— START OF Extract provided —

Necessity, the mother of invention.[305-2]

_The Twin Rivals. Act i._


FOOTNOTES:

[305-1] Leaving his country for his country's sake.--FITZ-GEFFREY:
_The Life and Death of Sir Francis Drake, stanza 213_ (1596).

True patriots all; for, be it understood,
We left our country for our country's good.

GEORGE BARRINGTON: _Prologue written for the opening of the
Play-house at New South Wales, Jan. 16, 1796. New South Wales, p.
152._

[305-2] Art imitates Nature, and necessity is the mother of
invention.--RICHARD FRANCK: _Northern Memoirs_ (written in 1658,
printed in 1694).

Necessity is the mother of invention.--WYCHERLEY: _Love in a Wood,
act iii. sc. 3_ (1672).

Magister artis ingenique largitor
Venter
(Hunger is the teacher of the arts and the bestower of invention).

PERSIUS: _Prolog. line 10._




THOMAS PARNELL. 1679-1717.

Still an angel appear to each lover beside,
But still be a woman to you.

— END OF Extract provided —
— START OF Data entries —

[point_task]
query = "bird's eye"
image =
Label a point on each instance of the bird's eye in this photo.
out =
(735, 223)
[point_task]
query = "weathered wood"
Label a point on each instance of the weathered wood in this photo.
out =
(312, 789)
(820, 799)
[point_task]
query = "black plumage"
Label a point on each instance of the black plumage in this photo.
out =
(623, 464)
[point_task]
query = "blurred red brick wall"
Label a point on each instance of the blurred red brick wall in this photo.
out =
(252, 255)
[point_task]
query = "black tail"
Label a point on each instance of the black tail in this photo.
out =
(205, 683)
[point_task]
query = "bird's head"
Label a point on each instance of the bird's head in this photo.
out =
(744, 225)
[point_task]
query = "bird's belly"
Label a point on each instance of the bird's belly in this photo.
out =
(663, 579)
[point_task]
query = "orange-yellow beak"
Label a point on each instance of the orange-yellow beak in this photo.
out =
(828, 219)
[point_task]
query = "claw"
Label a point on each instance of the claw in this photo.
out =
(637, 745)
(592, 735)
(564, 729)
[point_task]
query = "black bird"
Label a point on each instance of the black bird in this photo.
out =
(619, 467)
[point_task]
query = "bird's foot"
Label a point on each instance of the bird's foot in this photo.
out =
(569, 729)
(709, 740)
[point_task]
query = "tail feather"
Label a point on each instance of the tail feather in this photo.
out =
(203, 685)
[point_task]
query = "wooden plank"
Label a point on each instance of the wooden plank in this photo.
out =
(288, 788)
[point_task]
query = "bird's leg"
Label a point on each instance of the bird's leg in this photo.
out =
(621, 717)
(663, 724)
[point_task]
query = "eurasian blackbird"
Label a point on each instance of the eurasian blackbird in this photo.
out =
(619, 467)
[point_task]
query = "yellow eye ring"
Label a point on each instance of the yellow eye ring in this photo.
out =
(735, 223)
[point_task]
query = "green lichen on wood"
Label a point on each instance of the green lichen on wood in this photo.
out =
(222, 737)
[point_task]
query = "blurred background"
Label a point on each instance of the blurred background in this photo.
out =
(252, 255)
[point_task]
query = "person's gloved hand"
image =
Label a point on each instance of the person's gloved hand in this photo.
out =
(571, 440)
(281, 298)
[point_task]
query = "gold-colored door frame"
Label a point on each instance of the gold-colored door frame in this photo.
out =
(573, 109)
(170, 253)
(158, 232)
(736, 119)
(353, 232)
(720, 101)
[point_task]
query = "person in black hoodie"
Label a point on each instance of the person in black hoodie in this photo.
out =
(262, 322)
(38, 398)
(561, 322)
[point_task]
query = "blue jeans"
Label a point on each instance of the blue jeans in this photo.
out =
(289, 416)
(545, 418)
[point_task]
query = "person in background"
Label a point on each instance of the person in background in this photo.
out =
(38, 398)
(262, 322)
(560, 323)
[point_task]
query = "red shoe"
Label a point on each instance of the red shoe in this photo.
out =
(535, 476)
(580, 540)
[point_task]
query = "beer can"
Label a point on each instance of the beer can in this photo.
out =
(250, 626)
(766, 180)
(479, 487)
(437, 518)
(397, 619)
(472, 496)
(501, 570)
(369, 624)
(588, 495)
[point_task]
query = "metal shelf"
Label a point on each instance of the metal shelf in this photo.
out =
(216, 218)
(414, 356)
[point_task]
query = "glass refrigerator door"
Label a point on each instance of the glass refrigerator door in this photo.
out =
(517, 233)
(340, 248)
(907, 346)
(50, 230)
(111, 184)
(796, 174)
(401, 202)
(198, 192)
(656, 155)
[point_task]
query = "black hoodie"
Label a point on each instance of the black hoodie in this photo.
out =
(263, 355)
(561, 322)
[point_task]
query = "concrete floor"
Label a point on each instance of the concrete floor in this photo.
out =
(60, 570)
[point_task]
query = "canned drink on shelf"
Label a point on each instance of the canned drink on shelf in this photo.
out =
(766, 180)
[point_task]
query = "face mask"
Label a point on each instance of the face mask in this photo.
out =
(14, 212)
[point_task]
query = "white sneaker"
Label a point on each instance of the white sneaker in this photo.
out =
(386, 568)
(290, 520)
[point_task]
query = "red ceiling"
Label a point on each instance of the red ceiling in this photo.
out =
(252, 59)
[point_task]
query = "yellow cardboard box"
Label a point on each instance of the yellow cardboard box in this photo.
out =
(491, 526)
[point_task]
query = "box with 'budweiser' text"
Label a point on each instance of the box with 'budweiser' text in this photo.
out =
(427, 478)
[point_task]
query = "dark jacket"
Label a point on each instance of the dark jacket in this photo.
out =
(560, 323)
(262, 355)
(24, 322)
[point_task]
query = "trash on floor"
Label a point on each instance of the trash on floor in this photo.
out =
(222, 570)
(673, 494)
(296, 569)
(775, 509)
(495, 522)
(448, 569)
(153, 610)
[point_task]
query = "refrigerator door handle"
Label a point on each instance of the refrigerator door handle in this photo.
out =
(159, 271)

— END OF Data entries —

Set problem:
Please answer these questions about the quotation excerpt:
(a) On what date did the Play-house at New South Wales open, according to the note on George Barrington's prologue?
(b) Which Wycherley play, act, and scene is given for "Necessity is the mother of invention"?
(c) What English rendering does the excerpt give for the Latin lines from Persius?

Solution to this exercise:
(a) Jan. 16, 1796.
(b) _Love in a Wood_, act iii, scene 3 (1672).
(c) "Hunger is the teacher of the arts and the bestower of invention."